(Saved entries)
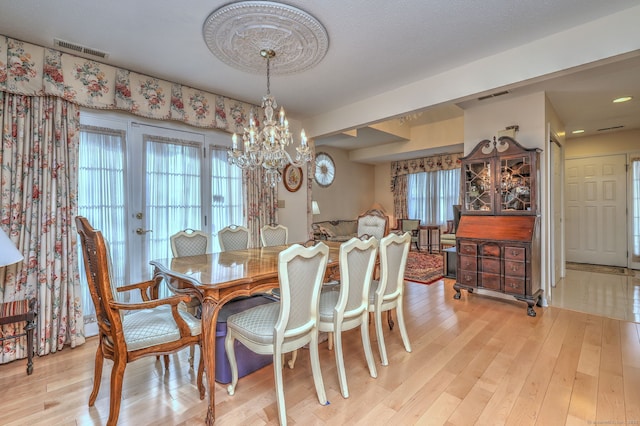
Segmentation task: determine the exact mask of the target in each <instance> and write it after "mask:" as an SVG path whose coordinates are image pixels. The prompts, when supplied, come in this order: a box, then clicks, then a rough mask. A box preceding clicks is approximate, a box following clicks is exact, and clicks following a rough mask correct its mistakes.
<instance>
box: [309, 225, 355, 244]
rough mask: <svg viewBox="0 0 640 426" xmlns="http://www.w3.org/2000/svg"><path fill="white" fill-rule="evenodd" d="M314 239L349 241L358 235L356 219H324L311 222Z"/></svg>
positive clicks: (341, 241)
mask: <svg viewBox="0 0 640 426" xmlns="http://www.w3.org/2000/svg"><path fill="white" fill-rule="evenodd" d="M311 229H312V230H313V239H314V240H327V241H339V242H343V241H349V240H350V239H351V238H353V237H357V236H358V221H357V220H325V221H322V222H314V223H313V224H311Z"/></svg>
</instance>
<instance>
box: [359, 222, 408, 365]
mask: <svg viewBox="0 0 640 426" xmlns="http://www.w3.org/2000/svg"><path fill="white" fill-rule="evenodd" d="M410 244H411V234H409V233H408V232H405V233H404V234H402V235H397V234H393V233H392V234H389V235H387V236H386V237H384V238H383V239H382V240H380V248H379V250H380V279H379V280H373V281H372V283H371V289H370V291H369V312H373V315H374V318H375V327H376V337H377V338H378V349H379V351H380V359H381V361H382V365H388V364H389V361H388V359H387V350H386V348H385V344H384V334H383V332H382V312H385V311H390V310H392V309H395V310H396V315H397V317H398V327H399V328H400V335H401V336H402V342H403V343H404V347H405V349H406V351H407V352H411V343H410V342H409V335H408V334H407V328H406V325H405V321H404V310H403V295H404V271H405V268H406V266H407V258H408V256H409V246H410Z"/></svg>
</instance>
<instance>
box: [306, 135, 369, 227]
mask: <svg viewBox="0 0 640 426" xmlns="http://www.w3.org/2000/svg"><path fill="white" fill-rule="evenodd" d="M316 152H326V153H328V154H329V155H330V156H331V158H333V161H334V163H335V165H336V177H335V180H334V181H333V183H332V184H331V185H330V186H329V187H328V188H322V187H320V186H318V185H317V184H316V183H315V181H314V182H313V184H312V194H313V196H312V198H313V199H314V200H315V201H317V202H318V206H319V207H320V214H319V215H315V216H313V221H314V222H318V221H321V220H337V219H356V218H357V217H358V215H360V214H362V213H363V212H365V211H366V210H367V209H369V208H370V207H371V206H372V205H373V203H374V202H375V200H374V166H372V165H368V164H361V163H354V162H352V161H350V160H349V154H348V153H347V152H346V151H344V150H341V149H338V148H332V147H317V148H316Z"/></svg>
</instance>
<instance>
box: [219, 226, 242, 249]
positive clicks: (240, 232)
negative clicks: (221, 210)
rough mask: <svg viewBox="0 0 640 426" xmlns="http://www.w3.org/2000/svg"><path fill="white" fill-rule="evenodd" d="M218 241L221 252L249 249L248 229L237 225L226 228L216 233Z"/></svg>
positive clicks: (229, 226)
mask: <svg viewBox="0 0 640 426" xmlns="http://www.w3.org/2000/svg"><path fill="white" fill-rule="evenodd" d="M218 241H219V242H220V249H221V250H222V251H233V250H244V249H246V248H247V247H249V229H247V228H246V227H244V226H238V225H229V226H226V227H224V228H222V229H221V230H220V231H218Z"/></svg>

## Work instruction:
Could you set down, exactly as written, the lines above between the one holding "positive clicks: (341, 241)" and the one holding "241L221 252L249 249L248", inclusive, and nothing more?

## Written answer:
positive clicks: (341, 241)
mask: <svg viewBox="0 0 640 426" xmlns="http://www.w3.org/2000/svg"><path fill="white" fill-rule="evenodd" d="M311 229H312V230H313V239H314V240H327V241H339V242H343V241H349V240H350V239H351V238H353V237H357V236H358V221H357V220H325V221H322V222H314V223H313V224H311Z"/></svg>
</instance>
<instance>
box: [359, 222, 408, 365]
mask: <svg viewBox="0 0 640 426" xmlns="http://www.w3.org/2000/svg"><path fill="white" fill-rule="evenodd" d="M410 244H411V234H409V233H408V232H405V233H404V234H402V235H397V234H393V233H392V234H389V235H387V236H386V237H384V238H383V239H382V240H380V248H379V250H380V279H379V280H373V281H372V283H371V289H370V291H369V312H373V315H374V318H375V327H376V337H377V338H378V349H379V351H380V359H381V361H382V365H388V364H389V361H388V359H387V350H386V348H385V344H384V334H383V332H382V312H385V311H390V310H392V309H395V310H396V315H397V317H398V327H399V328H400V335H401V336H402V342H403V343H404V347H405V349H406V351H407V352H411V343H410V342H409V335H408V334H407V328H406V325H405V321H404V310H403V295H404V271H405V268H406V266H407V258H408V256H409V246H410Z"/></svg>
</instance>
<instance>
box: [306, 135, 369, 227]
mask: <svg viewBox="0 0 640 426" xmlns="http://www.w3.org/2000/svg"><path fill="white" fill-rule="evenodd" d="M316 152H326V153H328V154H329V155H330V156H331V158H333V161H334V163H335V165H336V177H335V180H334V181H333V183H332V184H331V185H330V186H329V187H328V188H322V187H320V186H318V185H317V184H316V183H315V181H314V182H313V184H312V194H313V196H312V198H313V199H314V200H315V201H317V202H318V206H319V207H320V214H319V215H315V216H313V221H314V222H318V221H321V220H337V219H356V218H357V217H358V215H360V214H362V213H363V212H365V211H366V210H367V209H369V208H370V207H371V206H372V205H373V203H374V202H375V200H374V166H372V165H368V164H361V163H354V162H352V161H350V160H349V154H348V153H347V152H346V151H344V150H341V149H338V148H332V147H317V148H316Z"/></svg>
</instance>
<instance>
box: [219, 226, 242, 249]
positive clicks: (240, 232)
negative clicks: (221, 210)
rough mask: <svg viewBox="0 0 640 426" xmlns="http://www.w3.org/2000/svg"><path fill="white" fill-rule="evenodd" d="M218 241L221 252L249 249L248 229L237 225L226 228L216 233Z"/></svg>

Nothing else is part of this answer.